:: Text shown

Marvel and DC, they have 12 billion factors that they have to consider beyond whatever it is I might be doing. And I personally, as this makes me, I think the era of the run is kind of over, at least for the time being. So that stuff is all fun and it's great to go and play with other people's toys. I'm always happy. I have my personal bucket list.

I have a list of pitches I would like to make someday but at the end of the day, you know stuff like can't do is definitely where I'm more comfortable and where my focus is.

Well, and you know, Aaron was sort of poking fun a little bit with the fanfare and such for you David, but you know, seriously from both Aaron I congratulations on you know, not only your Eisner noms for Killer Queens and rain but also your glad nomination for Killer Queens to which has a trade coming out here in the next month on the 19th. Same day as Canto. that's right. Yeah, that's right.

And so you kind of touched on this a little bit just a moment ago, but I kind of want to dive in just a little bit deeper. In terms of when you get that sort of recognition and acclaim for your work, how does a comic creator's career change, if at all? You know, it's a great question. And I think about it, but not quite in those terms. On the surface level, I think a lot of folks think that it doesn't change.

Like when... I went to the Eisner's last year and the thing that everybody still talks about is I wore a pink velour tux jacket. It was a great jacket. Absolutely fantastic. It was fantastic. It was fantastic. I mean, nobody cares. Nobody is talking about the nominations, blah, blah. They're like the jacket, the jacket. So that sort of encapsulates. It's not like anything changed, but what has changed since then? Having Cantor be successful, getting the Eisner and GLAAD nominations.

It has given me the freedom to not worry about stuff. Somebody gave me great advice and this is probably not something I should share publicly, but I'm going to anyway. You know, sometimes I worry about chasing licenses and chasing different books and like, should I take this work? Do I regret passing on this work? Whatever. My friend told me, said five years from now, nobody's going to remember X thing. But you did. But everybody's going to remember Canto.

So you could also do nothing for the next five years and then come out with something and people are still going to know, you're the you're the one who did Canto, you know. So it's created this freedom to be able to focus on my own work and put out my own work. So it's it's it's eliminated the anxiety of I think a lot of creators feel, which is like keeping up with each other. I liken it to driving on the freeway.

And if you look to the left or right, other cars are going faster than you, other cars are going slower than you, everybody's going to a different place. And you just keep your eyes forward to where you are going and you'll get there without the anxiety of worrying about everybody else around you. So my life did not change on the surface level, except I have a lot less anxiety now about what I'm doing.

I'm pursuing the things that I love, the stories that I love, creator -owned work, really focusing on that. And, you know, hopefully it works out. If not, it's been a fun ride, guys. Being on oblivion bar, tying, tying Tom King for appearances on oblivion bar is like, that's the top. You were, I have made it to the top. That's all the acclaim you need. Does he get a plaque if you do, if he does that? I think it's 10 times, Aaron, correct? You get 10 times, 10 times as a plaque.

No, Chris, I've told you this six times. 10 times you get a certificate, three certificates. You get a, I think it's a blue ticket. Then you get eight blue tickets. You exchange them for the one golden ticket. You enter that into the Zetan machine in, what's that the, the peer at the peer. Okay. And then, and then he gives you your, you know, your fortune. And then if your fortune says that you get it, then you're good. You get the plaque.

::::

In the interview transcript, what did the speaker wear to the Eisners last year that everybody still talks about?

:: Source data

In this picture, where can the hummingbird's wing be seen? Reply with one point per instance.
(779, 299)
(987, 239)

::::

▸ Solved problem
A pink velour tux jacket.